(WHAT NEEDS TO BE DONE) Rewrite the lines from the one containing "Mark the truck roof with a point." through the end of the lines, changing every "truck" to "lorry" and leaving everything else as it is.
*****
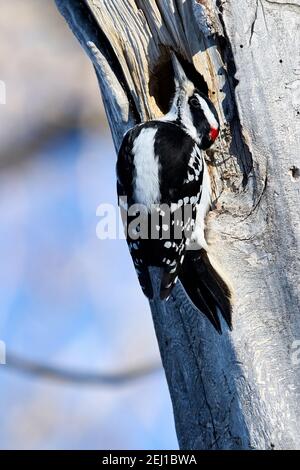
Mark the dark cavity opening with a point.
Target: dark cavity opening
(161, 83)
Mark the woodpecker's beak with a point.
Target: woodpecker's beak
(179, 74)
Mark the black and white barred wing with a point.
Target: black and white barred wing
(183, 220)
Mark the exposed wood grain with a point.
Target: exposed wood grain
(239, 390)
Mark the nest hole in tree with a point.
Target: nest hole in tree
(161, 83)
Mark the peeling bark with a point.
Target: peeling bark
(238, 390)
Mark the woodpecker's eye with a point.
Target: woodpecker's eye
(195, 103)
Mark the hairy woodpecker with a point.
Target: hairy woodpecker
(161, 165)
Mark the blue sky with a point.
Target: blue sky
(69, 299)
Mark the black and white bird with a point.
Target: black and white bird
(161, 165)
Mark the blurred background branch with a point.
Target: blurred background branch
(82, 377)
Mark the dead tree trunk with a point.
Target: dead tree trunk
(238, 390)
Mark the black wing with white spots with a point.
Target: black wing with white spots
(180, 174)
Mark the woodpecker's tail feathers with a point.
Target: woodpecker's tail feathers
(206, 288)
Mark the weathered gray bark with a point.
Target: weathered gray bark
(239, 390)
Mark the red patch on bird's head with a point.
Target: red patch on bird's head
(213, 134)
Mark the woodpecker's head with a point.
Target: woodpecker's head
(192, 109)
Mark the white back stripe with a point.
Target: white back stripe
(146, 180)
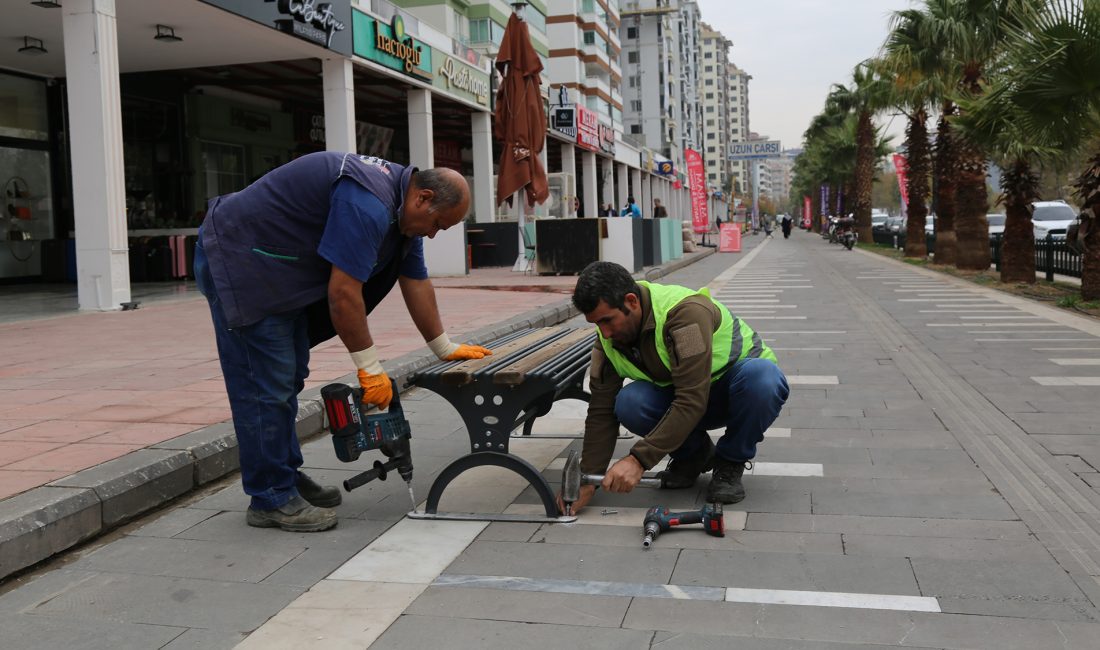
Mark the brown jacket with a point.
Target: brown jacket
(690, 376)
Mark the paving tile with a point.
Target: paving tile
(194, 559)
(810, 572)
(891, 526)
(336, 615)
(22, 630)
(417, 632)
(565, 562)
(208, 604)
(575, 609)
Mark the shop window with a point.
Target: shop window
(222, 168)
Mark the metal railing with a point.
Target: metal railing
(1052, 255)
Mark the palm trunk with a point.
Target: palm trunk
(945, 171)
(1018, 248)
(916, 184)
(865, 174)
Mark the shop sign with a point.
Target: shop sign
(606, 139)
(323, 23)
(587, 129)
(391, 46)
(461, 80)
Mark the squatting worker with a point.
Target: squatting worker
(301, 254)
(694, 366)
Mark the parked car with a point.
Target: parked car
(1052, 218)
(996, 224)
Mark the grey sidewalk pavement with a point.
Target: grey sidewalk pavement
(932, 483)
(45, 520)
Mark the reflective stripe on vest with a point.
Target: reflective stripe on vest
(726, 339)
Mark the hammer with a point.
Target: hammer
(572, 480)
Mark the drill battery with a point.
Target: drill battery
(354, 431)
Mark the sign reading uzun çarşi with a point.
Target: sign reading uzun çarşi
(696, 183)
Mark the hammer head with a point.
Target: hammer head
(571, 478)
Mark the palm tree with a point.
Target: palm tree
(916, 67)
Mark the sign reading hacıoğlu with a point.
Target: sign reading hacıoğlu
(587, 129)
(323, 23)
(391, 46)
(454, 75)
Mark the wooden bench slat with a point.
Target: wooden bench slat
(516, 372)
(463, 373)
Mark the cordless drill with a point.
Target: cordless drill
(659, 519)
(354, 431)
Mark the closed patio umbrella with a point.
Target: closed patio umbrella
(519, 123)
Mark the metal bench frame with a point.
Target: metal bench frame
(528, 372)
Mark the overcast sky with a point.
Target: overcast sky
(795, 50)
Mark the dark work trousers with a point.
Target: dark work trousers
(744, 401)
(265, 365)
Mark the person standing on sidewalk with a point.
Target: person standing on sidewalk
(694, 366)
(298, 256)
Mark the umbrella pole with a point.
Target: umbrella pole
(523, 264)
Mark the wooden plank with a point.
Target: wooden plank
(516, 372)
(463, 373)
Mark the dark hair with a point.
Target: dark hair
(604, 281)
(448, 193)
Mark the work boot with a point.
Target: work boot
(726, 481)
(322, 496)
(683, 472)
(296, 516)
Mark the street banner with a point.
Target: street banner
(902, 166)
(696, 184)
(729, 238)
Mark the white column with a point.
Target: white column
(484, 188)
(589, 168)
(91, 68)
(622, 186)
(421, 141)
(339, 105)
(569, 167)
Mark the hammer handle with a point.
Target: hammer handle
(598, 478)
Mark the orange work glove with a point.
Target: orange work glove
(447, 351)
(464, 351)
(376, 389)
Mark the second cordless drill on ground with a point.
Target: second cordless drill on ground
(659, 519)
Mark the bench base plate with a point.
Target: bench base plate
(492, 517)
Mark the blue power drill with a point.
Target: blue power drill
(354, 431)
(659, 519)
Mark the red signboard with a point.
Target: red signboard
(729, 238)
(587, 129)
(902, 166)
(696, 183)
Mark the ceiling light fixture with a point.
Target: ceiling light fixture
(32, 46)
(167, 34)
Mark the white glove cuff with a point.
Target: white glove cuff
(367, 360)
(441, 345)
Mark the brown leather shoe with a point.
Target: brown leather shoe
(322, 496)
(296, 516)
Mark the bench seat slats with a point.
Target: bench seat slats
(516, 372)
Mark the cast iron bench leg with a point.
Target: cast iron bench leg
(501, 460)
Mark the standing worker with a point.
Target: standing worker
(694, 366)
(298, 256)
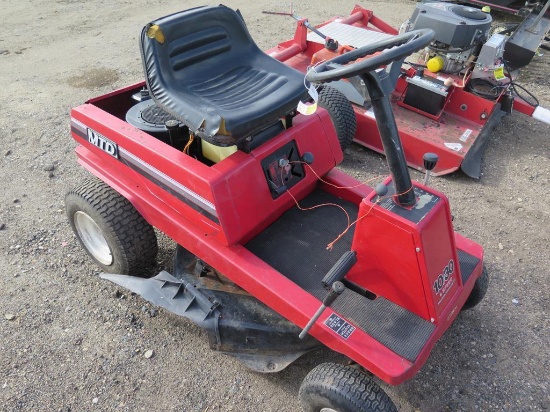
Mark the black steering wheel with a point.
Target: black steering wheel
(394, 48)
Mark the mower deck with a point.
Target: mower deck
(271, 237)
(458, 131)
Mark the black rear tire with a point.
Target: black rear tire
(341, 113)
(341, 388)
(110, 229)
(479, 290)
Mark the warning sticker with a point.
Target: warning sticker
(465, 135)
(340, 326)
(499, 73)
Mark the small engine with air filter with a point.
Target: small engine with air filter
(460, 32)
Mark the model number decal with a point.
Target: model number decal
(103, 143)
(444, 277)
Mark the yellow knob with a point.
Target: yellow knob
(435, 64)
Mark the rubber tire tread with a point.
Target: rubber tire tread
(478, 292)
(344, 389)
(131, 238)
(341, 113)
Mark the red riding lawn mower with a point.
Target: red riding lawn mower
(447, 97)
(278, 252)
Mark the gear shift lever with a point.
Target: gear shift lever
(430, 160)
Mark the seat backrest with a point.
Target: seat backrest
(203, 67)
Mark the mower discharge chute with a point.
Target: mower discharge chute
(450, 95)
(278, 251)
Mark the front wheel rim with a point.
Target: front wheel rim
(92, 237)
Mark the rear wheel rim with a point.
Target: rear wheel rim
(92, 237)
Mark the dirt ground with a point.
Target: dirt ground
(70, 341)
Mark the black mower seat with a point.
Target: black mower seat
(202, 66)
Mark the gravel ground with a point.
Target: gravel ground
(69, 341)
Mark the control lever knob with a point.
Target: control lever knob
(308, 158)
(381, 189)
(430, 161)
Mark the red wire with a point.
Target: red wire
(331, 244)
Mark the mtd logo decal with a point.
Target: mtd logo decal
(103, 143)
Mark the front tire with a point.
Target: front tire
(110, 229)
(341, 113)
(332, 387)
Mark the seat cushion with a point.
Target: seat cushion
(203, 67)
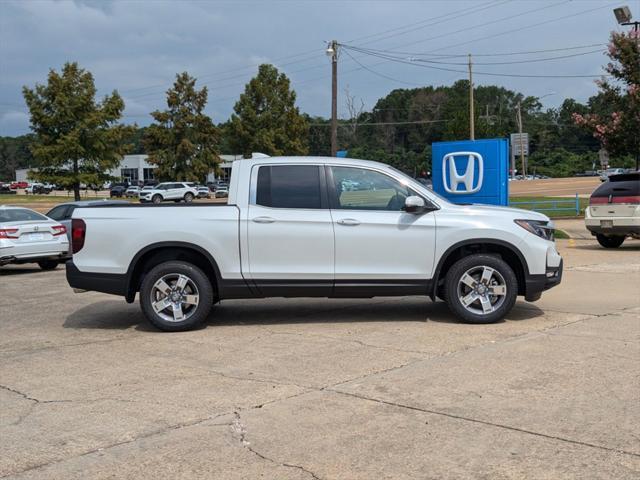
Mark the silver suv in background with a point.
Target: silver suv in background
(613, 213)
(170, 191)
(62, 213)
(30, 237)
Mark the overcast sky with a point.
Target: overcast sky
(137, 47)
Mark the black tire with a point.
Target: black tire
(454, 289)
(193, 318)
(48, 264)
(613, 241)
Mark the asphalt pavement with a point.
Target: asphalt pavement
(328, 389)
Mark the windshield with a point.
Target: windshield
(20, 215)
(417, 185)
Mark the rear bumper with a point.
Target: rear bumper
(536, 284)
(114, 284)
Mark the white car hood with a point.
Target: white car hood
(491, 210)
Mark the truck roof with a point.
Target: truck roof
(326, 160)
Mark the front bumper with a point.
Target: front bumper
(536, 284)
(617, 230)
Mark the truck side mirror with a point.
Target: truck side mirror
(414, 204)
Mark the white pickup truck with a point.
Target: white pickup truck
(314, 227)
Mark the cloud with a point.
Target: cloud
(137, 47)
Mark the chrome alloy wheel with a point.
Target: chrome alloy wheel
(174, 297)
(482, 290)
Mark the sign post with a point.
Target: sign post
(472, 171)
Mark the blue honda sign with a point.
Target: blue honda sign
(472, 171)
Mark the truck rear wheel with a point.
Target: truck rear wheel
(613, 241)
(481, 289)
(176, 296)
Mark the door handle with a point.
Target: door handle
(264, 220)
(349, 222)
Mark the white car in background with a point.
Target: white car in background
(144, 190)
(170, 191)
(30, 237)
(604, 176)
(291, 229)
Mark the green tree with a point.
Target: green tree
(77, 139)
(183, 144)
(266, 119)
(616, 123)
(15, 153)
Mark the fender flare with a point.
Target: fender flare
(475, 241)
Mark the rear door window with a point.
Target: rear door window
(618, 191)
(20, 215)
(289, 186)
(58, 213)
*****
(ANSWER TO THIS PROBLEM)
Mark the lorry roof with a point.
Target: lorry roof
(326, 160)
Mark the front bumper with a point.
Target: front bumper
(536, 284)
(617, 230)
Mark the lorry side mirror with a point.
Target: lorry side mirror
(414, 204)
Mark the white pickup lorry with a point.
Target: white pickup lorry
(314, 227)
Mark the cloud with a point.
Target: cloud
(137, 47)
Mark the chrome alloy wheel with a point.
Target: chrome alloy wheel
(174, 297)
(482, 290)
Mark the sign post with a point.
Target: sign post
(472, 171)
Mark the blue honda sign with a point.
Target: blue honda sign
(472, 171)
Mark the lorry rear wheel with a point.
Target: lorry rear wheel
(613, 241)
(481, 289)
(176, 296)
Mark the door handle with a point.
Target: door handle
(264, 220)
(349, 222)
Mark the white car in background with a point.
Target: white car in background
(144, 190)
(170, 191)
(30, 237)
(604, 176)
(291, 229)
Mark the green tree with a point.
Target: green tree
(77, 139)
(183, 144)
(266, 119)
(616, 123)
(15, 153)
Mark the fender flare with a point.
Target: fender flare
(475, 241)
Mark the rear door window with a point.
Target: rear door window
(618, 191)
(20, 215)
(289, 186)
(58, 213)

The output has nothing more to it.